TASK INPUT:
=-=-=-=-=

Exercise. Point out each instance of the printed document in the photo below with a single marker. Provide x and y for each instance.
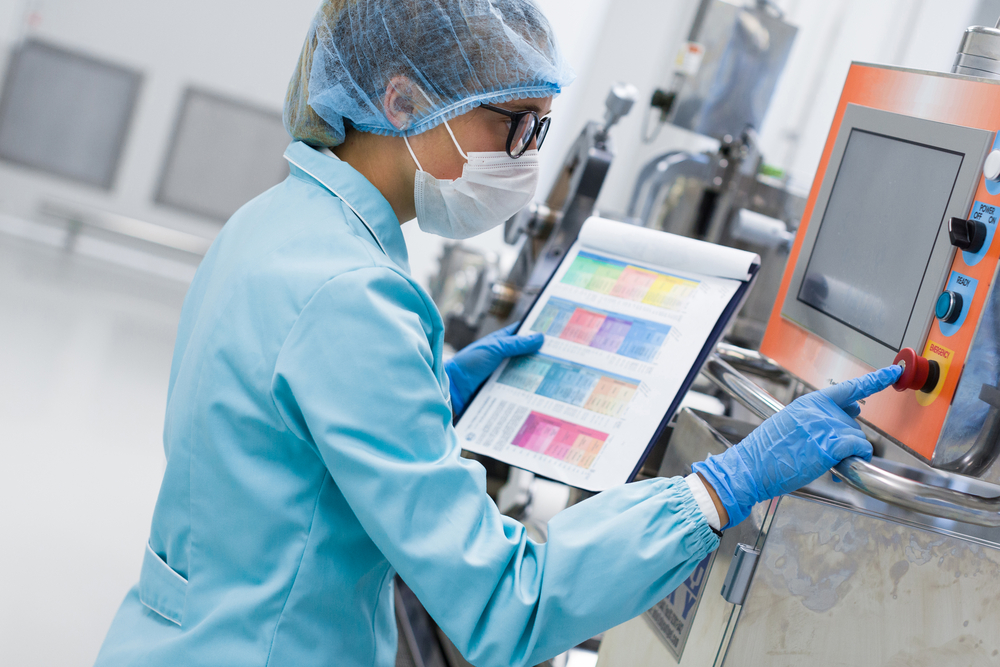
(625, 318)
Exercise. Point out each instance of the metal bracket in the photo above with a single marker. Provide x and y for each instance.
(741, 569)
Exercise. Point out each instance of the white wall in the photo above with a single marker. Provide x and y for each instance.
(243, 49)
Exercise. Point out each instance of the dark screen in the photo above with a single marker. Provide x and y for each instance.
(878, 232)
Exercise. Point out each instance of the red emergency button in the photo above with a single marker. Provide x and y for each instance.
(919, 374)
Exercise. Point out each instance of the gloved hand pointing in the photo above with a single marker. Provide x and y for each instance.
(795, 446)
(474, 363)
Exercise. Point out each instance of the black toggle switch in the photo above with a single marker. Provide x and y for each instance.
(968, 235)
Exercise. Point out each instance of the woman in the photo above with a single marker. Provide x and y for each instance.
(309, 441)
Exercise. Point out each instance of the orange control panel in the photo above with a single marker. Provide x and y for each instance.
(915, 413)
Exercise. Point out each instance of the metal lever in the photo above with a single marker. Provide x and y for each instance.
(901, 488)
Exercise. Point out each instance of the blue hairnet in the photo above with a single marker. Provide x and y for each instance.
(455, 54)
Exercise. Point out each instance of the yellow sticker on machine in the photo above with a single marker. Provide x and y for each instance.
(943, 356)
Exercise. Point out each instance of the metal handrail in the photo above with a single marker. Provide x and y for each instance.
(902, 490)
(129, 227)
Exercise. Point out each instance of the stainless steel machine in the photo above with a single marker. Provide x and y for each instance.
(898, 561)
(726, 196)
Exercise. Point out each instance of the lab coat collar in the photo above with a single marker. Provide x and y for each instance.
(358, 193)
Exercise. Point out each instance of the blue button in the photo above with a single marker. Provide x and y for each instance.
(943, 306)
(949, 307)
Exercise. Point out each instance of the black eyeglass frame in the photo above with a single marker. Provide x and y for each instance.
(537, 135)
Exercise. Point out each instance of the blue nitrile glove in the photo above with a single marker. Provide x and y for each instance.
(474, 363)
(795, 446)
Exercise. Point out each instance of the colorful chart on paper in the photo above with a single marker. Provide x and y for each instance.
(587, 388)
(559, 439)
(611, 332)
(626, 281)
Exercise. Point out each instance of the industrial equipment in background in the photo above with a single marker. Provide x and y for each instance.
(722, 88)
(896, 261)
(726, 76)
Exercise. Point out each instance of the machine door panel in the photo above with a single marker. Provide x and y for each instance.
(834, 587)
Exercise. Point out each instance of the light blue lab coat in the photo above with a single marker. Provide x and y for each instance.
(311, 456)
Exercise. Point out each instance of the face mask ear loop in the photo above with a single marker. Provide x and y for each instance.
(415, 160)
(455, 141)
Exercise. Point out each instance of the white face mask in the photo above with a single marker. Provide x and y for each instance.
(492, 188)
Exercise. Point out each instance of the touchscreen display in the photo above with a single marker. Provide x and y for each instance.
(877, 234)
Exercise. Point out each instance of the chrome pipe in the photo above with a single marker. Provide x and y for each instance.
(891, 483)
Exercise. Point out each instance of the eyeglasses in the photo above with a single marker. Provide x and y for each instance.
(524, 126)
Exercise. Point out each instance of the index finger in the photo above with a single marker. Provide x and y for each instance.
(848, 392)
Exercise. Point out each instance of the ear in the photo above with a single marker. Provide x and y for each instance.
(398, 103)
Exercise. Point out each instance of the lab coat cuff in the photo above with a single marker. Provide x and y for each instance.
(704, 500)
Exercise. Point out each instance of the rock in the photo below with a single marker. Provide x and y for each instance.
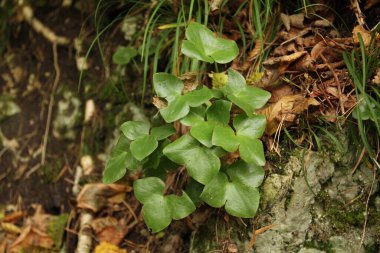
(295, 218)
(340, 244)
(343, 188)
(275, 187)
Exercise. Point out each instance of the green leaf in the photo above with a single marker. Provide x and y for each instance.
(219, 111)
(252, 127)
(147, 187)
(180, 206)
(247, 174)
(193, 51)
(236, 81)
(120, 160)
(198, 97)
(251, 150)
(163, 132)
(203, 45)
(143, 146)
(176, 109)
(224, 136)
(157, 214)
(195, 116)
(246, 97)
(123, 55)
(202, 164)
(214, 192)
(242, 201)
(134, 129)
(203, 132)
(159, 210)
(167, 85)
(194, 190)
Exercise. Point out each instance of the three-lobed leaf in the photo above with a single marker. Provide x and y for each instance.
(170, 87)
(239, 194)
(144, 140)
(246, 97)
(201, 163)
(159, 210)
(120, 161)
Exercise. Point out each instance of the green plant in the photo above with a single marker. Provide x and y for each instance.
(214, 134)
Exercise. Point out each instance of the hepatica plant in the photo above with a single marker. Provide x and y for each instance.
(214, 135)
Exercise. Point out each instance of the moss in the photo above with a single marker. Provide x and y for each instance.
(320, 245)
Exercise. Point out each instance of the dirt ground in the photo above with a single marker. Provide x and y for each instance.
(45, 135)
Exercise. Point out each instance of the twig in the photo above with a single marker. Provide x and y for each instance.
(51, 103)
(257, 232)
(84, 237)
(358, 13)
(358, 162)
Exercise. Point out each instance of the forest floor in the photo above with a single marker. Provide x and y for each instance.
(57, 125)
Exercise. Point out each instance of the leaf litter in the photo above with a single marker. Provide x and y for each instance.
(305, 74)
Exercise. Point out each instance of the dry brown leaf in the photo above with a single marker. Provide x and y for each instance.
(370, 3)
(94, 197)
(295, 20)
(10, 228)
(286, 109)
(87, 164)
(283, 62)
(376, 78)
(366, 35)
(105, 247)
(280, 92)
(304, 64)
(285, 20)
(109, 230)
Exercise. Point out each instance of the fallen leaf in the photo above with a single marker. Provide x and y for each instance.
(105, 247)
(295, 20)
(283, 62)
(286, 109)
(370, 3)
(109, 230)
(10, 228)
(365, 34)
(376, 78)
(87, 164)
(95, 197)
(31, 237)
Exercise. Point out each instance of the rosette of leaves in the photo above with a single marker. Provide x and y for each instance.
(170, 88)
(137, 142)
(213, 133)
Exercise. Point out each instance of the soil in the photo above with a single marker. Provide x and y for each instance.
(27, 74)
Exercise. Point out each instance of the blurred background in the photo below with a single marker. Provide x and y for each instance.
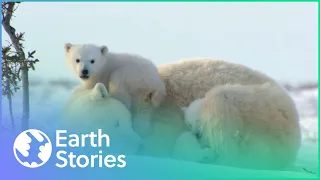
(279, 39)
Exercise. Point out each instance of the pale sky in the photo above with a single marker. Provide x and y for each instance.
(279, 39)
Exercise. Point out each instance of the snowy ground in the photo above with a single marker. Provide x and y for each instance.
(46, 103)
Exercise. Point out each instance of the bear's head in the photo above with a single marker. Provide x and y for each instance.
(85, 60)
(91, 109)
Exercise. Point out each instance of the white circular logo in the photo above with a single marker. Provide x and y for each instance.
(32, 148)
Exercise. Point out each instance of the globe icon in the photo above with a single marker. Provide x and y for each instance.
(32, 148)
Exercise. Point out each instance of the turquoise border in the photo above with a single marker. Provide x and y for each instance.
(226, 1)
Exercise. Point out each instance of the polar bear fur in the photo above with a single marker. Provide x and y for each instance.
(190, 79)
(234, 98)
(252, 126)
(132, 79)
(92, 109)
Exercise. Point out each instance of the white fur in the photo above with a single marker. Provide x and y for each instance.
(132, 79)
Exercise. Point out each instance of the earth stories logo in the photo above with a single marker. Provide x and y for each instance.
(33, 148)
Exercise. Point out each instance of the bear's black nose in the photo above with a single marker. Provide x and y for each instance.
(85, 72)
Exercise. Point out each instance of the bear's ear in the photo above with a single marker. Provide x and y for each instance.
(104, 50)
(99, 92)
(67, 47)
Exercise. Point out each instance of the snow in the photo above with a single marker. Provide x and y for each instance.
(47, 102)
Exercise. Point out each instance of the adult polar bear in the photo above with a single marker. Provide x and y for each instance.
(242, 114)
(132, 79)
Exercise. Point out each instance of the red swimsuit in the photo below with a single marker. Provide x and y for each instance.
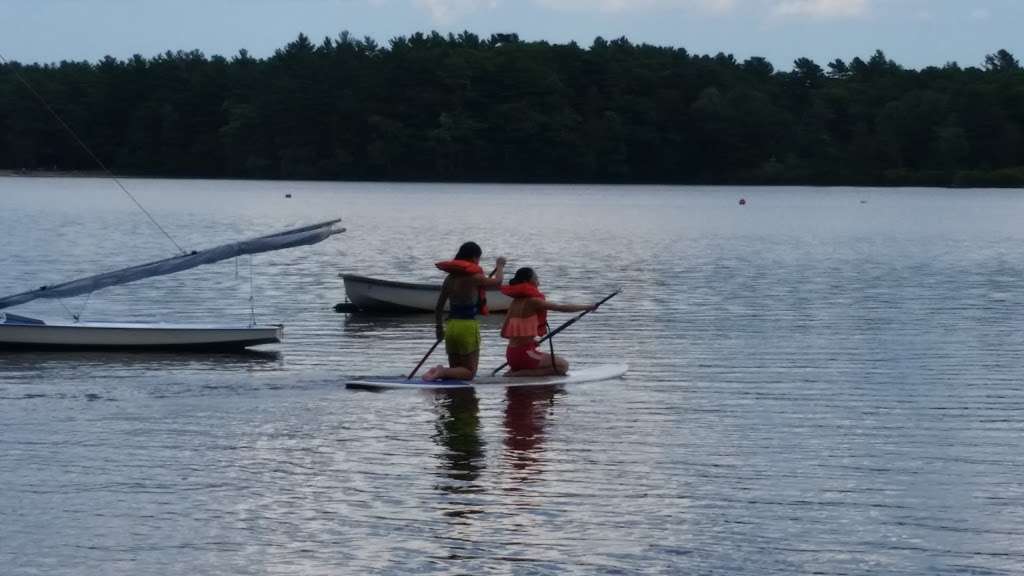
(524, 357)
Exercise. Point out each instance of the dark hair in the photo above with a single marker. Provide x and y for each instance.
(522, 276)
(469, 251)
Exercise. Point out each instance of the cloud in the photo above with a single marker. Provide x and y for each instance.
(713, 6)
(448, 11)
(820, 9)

=-=-=-=-=

WHAT THIS TASK INVOLVES:
Pictures must be left out. Repeat exactly the lines from the one containing "Exercise. Point out each instance of the adult" through the final line of the data.

TASK ANSWER:
Exercise. Point out each instance of the adult polar bear in the photo above with a single marker. Provide x and y for each instance.
(242, 114)
(132, 79)
Exercise. Point out each instance of the red swimsuit in the photo below with a single marker. Provide x and y for each instance.
(524, 357)
Exercise. Point out each instance of the dark hair in the photo above with a single marker. Provide x and y for each instance.
(522, 276)
(469, 251)
Exercise. Point out each instance of the cloud in the photo above with a single marker. Provide x and y for each instance.
(713, 6)
(448, 11)
(820, 9)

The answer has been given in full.